** Begin **

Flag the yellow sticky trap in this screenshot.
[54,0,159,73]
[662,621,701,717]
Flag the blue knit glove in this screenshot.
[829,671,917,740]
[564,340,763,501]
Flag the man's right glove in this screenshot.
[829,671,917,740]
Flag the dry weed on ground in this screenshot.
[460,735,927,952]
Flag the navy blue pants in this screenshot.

** End **

**TO BE DONE**
Identify every line of the data that contains the word "this" and copy each of those lines in full. Case counts.

**SOLUTION TO THE PROBLEM**
Flag the yellow sticky trap in this screenshot.
Flag the blue knit glove in this screenshot.
Flag the man's right glove in this screenshot.
Flag the dry weed on ground in this screenshot.
Flag the navy blue pants in this screenshot.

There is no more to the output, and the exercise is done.